[start of Provided records]

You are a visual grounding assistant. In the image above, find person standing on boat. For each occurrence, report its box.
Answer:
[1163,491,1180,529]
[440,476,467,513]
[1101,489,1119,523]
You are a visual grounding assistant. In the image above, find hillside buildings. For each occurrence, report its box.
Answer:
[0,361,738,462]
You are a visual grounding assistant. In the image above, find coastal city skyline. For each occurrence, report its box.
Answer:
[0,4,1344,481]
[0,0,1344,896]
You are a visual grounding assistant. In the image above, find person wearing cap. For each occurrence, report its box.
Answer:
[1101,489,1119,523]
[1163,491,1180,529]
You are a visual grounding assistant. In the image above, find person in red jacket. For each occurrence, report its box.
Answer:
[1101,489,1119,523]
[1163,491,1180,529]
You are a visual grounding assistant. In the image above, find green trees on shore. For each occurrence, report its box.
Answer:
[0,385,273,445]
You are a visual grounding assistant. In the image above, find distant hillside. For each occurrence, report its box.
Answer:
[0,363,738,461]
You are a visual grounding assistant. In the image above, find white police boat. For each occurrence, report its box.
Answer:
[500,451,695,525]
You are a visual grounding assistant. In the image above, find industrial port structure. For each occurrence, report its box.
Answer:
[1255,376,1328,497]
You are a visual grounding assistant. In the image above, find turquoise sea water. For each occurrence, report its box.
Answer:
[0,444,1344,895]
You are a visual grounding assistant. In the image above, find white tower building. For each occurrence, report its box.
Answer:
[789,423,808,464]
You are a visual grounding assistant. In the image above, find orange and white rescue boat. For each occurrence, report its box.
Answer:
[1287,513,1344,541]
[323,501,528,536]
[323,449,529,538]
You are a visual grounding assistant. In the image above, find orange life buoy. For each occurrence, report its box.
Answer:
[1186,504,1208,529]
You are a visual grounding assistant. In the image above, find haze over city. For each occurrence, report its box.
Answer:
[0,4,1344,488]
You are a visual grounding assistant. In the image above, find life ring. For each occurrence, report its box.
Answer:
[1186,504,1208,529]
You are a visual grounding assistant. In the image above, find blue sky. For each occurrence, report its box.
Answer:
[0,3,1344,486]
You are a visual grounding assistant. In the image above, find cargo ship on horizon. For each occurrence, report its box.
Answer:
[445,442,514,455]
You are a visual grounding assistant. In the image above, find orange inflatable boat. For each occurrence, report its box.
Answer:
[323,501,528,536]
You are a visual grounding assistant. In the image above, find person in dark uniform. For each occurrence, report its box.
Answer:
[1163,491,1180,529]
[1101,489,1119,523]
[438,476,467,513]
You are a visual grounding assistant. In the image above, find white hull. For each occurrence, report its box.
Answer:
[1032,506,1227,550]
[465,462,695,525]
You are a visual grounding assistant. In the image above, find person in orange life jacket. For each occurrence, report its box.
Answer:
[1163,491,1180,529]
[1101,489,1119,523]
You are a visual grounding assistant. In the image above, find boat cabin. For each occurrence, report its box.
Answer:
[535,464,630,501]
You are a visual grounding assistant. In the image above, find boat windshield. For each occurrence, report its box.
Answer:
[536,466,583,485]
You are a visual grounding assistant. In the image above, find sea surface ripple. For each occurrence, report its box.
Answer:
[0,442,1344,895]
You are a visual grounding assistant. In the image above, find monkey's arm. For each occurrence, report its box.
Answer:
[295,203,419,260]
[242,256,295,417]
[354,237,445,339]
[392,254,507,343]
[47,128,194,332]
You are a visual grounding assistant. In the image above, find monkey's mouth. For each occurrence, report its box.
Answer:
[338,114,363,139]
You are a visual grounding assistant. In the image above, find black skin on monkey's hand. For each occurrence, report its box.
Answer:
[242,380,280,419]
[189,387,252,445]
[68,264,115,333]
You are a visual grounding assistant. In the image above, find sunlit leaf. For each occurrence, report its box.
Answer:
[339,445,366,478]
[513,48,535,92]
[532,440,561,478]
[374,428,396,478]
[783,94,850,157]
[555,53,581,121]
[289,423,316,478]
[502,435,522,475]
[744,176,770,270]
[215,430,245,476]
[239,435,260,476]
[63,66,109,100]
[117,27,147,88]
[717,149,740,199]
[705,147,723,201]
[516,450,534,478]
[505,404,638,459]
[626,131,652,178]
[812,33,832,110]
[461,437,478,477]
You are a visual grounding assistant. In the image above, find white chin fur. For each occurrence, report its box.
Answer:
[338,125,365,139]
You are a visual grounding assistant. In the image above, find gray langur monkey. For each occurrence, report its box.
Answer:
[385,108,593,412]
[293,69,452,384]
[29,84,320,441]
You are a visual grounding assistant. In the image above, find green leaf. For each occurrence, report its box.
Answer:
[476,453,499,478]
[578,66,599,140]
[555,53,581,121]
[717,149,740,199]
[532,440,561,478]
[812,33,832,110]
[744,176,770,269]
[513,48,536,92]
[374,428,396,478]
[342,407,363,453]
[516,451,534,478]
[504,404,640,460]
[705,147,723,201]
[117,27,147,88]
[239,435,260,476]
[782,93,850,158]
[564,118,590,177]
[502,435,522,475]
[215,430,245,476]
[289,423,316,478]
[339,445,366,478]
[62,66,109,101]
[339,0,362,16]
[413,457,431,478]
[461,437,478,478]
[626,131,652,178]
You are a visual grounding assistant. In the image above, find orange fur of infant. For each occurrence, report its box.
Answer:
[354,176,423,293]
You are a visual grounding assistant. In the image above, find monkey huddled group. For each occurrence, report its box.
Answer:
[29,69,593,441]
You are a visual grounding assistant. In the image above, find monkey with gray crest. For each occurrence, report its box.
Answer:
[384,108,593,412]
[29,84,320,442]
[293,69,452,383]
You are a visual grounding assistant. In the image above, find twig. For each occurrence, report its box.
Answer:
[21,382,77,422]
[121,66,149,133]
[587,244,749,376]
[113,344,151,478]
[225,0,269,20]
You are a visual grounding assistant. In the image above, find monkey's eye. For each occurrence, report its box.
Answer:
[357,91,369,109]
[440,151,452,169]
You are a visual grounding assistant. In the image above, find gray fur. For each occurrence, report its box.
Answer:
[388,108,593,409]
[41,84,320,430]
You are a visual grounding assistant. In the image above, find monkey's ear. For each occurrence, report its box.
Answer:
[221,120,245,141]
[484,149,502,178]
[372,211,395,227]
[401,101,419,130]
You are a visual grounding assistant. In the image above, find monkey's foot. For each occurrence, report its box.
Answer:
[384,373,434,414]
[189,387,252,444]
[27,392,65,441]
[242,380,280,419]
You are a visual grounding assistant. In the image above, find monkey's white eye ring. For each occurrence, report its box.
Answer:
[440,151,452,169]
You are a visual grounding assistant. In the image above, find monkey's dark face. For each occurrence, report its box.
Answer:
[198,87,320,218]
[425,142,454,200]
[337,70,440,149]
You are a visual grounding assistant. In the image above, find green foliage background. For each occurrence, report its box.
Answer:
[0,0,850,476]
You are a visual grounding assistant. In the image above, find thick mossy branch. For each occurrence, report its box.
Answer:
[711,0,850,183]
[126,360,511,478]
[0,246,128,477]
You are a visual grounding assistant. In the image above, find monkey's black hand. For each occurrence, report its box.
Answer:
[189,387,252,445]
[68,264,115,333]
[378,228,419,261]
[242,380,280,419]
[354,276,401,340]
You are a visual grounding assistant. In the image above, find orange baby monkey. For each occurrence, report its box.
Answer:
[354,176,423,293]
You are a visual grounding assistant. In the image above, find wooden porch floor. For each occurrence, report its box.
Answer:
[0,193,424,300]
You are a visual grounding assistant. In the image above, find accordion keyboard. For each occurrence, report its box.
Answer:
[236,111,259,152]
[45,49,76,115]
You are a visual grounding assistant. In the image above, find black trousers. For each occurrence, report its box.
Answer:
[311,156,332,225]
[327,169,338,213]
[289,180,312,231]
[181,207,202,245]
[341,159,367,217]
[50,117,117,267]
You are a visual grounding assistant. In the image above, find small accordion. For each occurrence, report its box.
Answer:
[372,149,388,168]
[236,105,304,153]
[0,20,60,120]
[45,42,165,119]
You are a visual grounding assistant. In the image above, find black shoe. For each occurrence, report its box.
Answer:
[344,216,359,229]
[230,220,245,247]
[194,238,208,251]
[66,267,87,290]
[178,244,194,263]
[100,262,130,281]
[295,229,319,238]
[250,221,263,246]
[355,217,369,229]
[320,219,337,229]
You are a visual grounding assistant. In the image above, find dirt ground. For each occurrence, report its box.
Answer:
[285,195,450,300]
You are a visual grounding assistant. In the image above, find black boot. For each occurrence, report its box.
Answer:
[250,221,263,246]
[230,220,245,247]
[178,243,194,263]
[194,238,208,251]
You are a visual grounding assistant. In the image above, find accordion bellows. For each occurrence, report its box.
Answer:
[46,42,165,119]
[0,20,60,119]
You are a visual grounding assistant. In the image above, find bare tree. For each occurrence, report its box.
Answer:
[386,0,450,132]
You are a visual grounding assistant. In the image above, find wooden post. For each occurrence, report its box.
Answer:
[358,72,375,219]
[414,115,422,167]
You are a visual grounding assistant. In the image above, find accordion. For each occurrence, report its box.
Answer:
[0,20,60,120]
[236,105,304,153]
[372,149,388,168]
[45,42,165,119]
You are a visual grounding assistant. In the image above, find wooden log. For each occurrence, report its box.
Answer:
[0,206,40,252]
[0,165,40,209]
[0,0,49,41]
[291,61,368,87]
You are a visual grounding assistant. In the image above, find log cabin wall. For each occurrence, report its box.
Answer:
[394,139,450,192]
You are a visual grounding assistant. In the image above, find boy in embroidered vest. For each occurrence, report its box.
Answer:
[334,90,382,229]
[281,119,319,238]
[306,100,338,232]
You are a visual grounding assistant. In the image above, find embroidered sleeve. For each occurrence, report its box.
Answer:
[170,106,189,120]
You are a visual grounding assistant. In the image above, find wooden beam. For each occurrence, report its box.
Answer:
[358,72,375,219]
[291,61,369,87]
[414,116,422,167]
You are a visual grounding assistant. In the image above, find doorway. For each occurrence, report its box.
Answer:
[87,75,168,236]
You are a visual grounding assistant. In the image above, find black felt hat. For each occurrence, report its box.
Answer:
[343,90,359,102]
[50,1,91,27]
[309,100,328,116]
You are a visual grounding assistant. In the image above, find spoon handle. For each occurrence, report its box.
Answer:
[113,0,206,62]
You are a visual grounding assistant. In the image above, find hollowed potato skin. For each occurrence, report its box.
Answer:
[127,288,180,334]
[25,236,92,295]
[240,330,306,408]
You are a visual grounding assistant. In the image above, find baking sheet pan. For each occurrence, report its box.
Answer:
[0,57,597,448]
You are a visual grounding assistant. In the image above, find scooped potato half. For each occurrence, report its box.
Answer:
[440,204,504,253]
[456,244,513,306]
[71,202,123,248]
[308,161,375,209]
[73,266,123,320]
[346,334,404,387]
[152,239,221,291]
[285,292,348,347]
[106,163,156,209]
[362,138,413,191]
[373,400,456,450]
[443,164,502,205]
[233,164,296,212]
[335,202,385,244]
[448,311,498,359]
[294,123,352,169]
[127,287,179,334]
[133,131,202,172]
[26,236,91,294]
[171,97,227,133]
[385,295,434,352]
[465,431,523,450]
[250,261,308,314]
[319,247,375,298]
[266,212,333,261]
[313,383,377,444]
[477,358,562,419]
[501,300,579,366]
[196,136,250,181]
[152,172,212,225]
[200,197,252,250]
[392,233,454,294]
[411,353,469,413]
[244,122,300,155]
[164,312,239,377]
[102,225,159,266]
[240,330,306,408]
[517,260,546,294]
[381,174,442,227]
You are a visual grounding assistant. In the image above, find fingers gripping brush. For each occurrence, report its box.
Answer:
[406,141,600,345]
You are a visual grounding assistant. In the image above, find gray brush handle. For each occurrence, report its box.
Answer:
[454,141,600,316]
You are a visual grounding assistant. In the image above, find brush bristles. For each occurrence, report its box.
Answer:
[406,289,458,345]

[end of Provided records]

Exercise prompt
Reproduce the data above word for word, starting at the line containing "hillside. For each occurrence, report its box." and ending at the line containing "[0,4,1344,488]".

Answer for the task
You are a visual grounding assistant. In the image above, find distant hillside. For each occurrence, report its box.
Answer:
[0,363,738,461]
You are a visual grounding assistant. In the image above, find white police boat. For each occurrence, report its box.
Answer:
[500,451,695,525]
You are a visual grounding assistant. In the image above, find industrial port structure. For each occurrence, report its box.
Answer:
[1255,376,1328,497]
You are a visual grounding assistant. In the image above, find turquoise sea water. For each occurrence, report its box.
Answer:
[0,444,1344,895]
You are a visual grounding assistant. In the image above, find white tower building. For each occurrence, report its box.
Answer:
[789,423,808,464]
You are a visual grounding assistant. In the image above, find orange and white rescue boat. For each occurrence, report its box.
Answer:
[1287,513,1344,541]
[323,501,528,536]
[323,449,529,538]
You are a visual grounding assistant. In the image above, find orange life buoy. For each occurrence, report its box.
Answer:
[1186,504,1208,529]
You are a visual grounding assistant. In the image above, find haze over city. For each occurrence, report its box.
Answer:
[0,4,1344,488]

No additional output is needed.